Your instructions: State only how many lines in the data below contain the string "bridge".

Records supplied:

+++

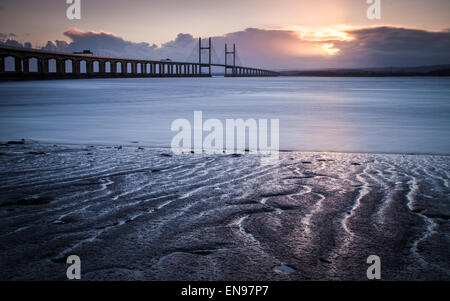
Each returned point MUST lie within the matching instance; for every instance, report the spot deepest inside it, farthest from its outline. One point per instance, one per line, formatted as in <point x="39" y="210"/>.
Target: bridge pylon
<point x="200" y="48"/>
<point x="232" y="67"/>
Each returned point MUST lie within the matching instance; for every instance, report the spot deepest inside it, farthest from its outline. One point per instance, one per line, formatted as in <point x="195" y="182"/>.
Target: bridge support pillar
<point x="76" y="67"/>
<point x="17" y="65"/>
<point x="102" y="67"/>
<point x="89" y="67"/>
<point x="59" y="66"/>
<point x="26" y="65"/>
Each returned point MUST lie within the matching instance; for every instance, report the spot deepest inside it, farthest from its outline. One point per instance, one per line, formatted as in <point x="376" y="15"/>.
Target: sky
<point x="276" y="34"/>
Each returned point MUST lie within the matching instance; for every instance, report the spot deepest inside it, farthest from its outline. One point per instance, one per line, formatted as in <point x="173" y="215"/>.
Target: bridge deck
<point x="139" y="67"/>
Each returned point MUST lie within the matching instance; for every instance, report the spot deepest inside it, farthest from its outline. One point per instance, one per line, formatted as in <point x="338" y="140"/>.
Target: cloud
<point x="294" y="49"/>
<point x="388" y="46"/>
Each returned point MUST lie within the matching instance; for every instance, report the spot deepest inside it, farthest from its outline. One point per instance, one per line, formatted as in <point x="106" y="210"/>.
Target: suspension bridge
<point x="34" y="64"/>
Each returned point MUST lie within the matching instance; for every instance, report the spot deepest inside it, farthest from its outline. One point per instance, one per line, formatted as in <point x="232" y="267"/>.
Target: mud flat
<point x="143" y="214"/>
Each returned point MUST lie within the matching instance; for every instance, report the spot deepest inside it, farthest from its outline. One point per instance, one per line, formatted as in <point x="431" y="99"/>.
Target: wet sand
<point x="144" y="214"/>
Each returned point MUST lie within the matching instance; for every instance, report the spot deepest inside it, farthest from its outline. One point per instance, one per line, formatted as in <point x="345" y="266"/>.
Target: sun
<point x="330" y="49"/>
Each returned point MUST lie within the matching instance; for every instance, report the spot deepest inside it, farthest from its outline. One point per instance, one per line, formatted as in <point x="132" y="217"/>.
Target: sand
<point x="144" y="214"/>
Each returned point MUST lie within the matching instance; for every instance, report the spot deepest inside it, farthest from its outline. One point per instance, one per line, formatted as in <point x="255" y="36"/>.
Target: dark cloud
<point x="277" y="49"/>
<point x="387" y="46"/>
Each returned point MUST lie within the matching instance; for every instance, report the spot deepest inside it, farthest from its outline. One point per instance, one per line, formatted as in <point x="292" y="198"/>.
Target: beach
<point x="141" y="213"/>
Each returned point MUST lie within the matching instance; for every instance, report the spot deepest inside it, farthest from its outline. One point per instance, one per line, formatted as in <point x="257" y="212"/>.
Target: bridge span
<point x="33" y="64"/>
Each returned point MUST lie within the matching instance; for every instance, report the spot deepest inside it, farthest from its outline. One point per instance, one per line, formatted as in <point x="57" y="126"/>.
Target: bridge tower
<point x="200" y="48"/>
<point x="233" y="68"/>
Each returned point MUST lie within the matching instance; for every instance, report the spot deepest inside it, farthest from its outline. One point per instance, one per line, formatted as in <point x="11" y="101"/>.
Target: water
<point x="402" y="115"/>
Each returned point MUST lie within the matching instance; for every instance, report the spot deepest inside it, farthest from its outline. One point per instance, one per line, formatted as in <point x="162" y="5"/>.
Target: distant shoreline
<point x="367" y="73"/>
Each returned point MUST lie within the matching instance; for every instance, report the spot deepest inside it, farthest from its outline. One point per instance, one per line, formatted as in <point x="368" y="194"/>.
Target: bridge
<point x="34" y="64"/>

+++

Written answer: 7